(PAGE EXCERPT)
━━━━━━━━
Wayward Pines is no paradise, but it’s home — home to the only human survivors on Earth. As the sleeper hit of last summer revealed halfway through its first season, the eponymous Idaho town served as a refuge for humanity while the planet’s changing environment caused humans to evolve — or rather, devolve — into aberrations (a.k.a. “Abbies”) that viciously attacked anything and anyone within reach. For thousands of years, survivors slept in pods in suspended animation, waiting for the day they could be awakened to carry on.

It’s an elaborate sci-fi premise that was meant to have concluded with the explosive season finale, during which Ethan (Matt Dillon) sacrificed himself to protect the survivors from the Abbies who breached the fence. And yet, Fox moved forward with a second season for the event series based on Blake Crouch’s The Wayward Pines Trilogy, ordering 10 more episodes of the saga — this time with executive producer Mark Friedman (Believe) running the show while season 1 showrunner Chad Hodge took a back seat.
━━━━━━━━
(DATA EXCERPT)
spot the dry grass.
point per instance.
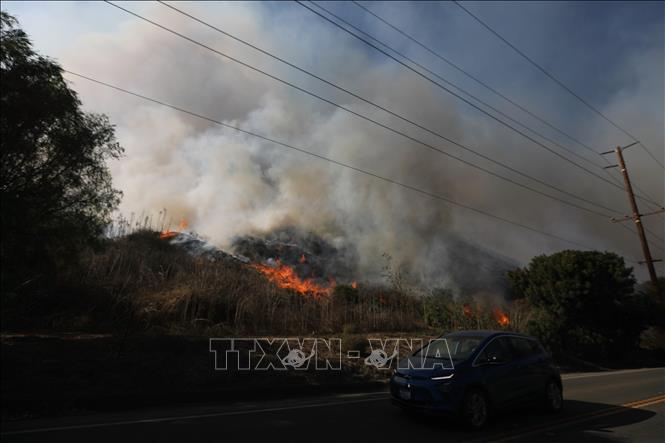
(149, 285)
━━━━━━━━
Can you copy the Wayward Pines passage word for word from "It’s an elaborate" to "a back seat."? None of the data above is needed here.

It’s an elaborate sci-fi premise that was meant to have concluded with the explosive season finale, during which Ethan (Matt Dillon) sacrificed himself to protect the survivors from the Abbies who breached the fence. And yet, Fox moved forward with a second season for the event series based on Blake Crouch’s The Wayward Pines Trilogy, ordering 10 more episodes of the saga — this time with executive producer Mark Friedman (Believe) running the show while season 1 showrunner Chad Hodge took a back seat.